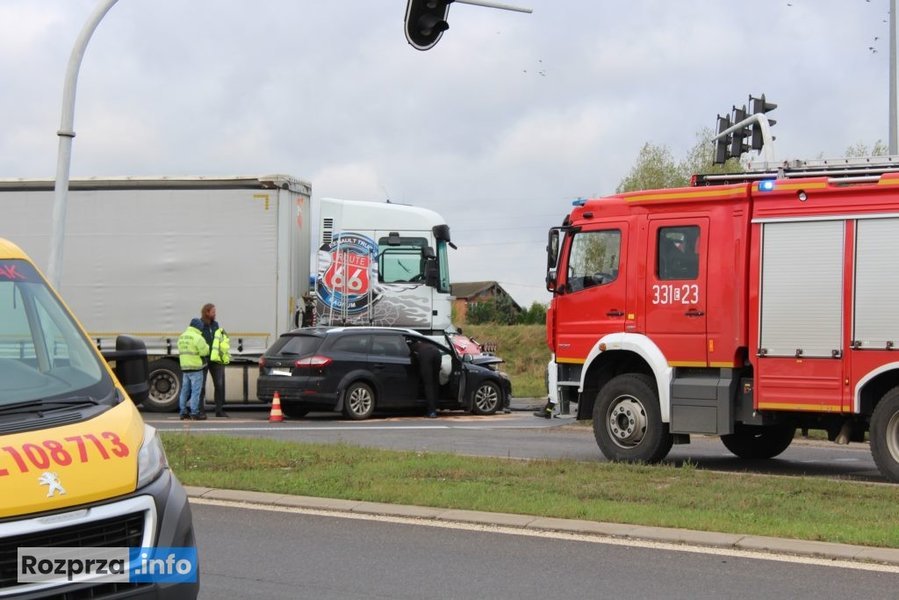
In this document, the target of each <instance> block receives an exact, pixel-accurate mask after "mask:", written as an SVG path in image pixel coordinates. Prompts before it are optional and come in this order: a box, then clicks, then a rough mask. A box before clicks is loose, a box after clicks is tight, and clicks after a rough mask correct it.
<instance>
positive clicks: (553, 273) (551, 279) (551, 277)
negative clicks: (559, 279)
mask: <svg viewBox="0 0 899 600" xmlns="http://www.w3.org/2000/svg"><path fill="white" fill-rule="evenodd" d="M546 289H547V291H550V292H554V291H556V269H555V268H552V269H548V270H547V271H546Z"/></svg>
=-=-=-=-=
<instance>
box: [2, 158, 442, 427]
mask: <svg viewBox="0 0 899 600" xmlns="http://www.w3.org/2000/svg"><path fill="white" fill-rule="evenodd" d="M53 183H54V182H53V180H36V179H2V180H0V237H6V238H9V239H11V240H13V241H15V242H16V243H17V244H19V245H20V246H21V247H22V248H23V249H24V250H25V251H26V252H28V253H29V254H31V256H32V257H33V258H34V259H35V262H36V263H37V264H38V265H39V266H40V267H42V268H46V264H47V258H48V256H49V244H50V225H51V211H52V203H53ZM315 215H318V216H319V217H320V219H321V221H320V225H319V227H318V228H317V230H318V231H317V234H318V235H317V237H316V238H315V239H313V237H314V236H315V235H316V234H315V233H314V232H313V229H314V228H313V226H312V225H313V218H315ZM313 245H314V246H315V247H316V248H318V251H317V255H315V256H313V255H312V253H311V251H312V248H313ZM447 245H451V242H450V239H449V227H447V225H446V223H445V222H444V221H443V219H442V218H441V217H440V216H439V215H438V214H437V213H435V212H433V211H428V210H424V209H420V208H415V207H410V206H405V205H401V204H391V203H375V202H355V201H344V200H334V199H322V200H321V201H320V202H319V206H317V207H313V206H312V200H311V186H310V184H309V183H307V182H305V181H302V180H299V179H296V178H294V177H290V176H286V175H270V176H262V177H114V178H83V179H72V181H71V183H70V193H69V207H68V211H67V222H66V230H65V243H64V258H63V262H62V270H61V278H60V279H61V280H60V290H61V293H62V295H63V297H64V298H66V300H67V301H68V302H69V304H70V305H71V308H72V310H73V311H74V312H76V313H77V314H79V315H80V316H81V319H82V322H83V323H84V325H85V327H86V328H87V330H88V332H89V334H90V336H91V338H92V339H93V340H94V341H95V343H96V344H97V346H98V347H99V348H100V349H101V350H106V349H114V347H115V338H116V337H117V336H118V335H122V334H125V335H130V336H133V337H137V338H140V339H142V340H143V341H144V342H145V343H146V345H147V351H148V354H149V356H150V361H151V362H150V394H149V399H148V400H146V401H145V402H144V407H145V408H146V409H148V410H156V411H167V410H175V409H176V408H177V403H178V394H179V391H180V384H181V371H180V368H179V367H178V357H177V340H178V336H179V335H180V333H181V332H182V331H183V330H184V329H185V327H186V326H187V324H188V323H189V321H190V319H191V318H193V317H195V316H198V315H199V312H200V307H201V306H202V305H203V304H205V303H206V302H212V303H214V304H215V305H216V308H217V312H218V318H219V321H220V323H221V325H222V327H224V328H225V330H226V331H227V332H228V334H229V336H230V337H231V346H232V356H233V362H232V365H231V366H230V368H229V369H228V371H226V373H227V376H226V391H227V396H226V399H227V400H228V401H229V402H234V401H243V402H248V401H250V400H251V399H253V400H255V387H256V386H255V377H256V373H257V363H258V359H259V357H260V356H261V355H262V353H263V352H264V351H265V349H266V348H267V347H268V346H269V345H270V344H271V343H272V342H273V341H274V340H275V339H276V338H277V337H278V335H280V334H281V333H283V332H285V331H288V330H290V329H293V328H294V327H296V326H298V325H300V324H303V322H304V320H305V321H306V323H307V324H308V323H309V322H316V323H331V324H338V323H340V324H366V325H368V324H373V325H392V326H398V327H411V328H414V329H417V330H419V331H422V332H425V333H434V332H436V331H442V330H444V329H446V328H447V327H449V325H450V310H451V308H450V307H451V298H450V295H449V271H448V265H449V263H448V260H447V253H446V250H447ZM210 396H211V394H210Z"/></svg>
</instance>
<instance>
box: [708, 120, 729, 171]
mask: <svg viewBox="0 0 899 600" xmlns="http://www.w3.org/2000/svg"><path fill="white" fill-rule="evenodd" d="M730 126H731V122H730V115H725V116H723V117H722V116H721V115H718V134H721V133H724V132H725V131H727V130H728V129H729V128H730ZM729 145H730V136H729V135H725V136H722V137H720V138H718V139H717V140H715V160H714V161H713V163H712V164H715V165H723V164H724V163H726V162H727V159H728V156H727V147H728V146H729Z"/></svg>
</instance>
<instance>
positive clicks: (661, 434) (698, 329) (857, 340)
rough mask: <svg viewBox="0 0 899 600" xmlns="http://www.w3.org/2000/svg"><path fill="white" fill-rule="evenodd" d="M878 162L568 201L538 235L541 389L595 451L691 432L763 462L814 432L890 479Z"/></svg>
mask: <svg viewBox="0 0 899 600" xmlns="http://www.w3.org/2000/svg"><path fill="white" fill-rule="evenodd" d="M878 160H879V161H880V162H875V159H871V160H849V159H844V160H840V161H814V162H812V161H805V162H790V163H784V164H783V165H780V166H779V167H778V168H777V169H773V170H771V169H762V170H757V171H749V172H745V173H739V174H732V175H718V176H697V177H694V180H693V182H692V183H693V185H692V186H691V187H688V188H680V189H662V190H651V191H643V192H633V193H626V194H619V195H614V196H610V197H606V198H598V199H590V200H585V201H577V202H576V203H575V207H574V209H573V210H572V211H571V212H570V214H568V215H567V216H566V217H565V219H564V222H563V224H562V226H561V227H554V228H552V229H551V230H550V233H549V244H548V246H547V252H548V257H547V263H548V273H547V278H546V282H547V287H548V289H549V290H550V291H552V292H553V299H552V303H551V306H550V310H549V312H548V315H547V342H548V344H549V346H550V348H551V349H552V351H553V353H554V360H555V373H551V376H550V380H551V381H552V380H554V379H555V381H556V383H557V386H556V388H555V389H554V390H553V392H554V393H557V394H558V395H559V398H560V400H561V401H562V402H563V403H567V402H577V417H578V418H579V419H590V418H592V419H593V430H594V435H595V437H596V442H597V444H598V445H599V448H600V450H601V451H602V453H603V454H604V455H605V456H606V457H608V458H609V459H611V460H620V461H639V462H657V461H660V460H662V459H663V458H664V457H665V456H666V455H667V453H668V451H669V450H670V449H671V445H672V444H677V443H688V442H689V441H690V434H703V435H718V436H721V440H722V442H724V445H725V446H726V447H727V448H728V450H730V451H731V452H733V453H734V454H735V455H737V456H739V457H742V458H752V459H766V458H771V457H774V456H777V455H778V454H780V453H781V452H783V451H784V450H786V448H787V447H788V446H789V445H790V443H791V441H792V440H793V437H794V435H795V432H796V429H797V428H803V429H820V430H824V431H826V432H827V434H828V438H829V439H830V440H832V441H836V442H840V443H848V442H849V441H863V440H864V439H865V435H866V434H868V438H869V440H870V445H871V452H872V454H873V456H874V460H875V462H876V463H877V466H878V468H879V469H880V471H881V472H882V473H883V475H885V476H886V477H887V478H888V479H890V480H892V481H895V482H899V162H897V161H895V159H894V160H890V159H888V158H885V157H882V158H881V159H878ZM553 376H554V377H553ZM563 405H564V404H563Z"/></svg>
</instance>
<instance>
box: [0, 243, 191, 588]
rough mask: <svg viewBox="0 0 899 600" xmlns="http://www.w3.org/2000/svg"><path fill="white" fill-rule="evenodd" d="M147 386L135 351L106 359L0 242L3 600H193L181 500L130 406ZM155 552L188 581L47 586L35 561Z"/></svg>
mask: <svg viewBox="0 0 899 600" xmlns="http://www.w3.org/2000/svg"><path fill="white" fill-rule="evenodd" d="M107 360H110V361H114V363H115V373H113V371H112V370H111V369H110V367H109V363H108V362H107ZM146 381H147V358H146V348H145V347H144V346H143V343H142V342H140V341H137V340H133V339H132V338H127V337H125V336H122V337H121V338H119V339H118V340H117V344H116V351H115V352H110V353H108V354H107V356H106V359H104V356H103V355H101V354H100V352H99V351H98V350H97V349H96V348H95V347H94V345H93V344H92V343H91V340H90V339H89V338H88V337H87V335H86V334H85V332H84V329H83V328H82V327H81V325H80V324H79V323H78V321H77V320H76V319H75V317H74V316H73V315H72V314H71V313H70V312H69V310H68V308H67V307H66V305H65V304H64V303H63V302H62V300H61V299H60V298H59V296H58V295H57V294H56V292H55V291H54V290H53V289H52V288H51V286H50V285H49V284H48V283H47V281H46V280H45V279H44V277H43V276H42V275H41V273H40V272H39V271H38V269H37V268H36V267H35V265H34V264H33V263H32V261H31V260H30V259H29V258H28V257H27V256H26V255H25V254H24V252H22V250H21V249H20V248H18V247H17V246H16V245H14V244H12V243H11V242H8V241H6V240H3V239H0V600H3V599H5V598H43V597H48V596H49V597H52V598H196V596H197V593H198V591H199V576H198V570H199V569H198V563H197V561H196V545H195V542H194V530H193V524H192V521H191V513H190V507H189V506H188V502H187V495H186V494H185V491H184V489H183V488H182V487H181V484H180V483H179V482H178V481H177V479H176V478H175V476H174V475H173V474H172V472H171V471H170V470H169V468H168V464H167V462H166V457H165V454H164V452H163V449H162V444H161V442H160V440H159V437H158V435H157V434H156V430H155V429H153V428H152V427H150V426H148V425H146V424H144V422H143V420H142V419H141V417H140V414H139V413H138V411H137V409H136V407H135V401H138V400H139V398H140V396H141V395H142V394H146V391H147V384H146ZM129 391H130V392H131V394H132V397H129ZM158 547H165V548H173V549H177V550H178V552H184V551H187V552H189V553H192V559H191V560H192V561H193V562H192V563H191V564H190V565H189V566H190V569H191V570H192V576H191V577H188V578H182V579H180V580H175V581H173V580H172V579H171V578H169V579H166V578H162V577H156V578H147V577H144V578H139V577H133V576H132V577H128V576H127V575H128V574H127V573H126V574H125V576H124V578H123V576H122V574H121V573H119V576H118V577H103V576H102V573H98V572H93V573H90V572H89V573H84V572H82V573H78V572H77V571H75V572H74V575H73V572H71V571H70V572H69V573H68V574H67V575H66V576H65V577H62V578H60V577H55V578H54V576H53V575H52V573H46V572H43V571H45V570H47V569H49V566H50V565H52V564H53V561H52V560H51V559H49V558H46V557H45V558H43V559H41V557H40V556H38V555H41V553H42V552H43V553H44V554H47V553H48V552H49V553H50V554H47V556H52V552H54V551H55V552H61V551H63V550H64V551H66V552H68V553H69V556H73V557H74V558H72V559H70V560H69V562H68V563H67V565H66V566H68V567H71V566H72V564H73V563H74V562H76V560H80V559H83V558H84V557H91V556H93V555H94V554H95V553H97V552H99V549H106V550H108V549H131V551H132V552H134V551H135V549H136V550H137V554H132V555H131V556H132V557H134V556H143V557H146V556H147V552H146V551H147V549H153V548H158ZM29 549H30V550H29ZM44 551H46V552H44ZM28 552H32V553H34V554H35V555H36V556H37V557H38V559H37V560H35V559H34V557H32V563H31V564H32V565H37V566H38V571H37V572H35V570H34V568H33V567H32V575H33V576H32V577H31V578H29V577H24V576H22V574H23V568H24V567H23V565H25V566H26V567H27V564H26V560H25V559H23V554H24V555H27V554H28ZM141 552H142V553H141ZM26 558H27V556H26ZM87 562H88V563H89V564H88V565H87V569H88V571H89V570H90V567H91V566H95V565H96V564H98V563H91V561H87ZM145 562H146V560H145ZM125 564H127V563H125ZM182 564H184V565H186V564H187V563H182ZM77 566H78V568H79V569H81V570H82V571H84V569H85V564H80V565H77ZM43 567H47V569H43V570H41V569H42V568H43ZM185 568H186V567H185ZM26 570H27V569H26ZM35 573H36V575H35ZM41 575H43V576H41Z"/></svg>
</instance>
=-=-=-=-=
**WHAT TO WORK ON:** Look for the word "positive" throughout the material above and copy every line that has it.

**YOUR SOLUTION:**
positive clicks: (553, 273) (551, 279) (551, 277)
positive clicks: (661, 434) (698, 329) (857, 340)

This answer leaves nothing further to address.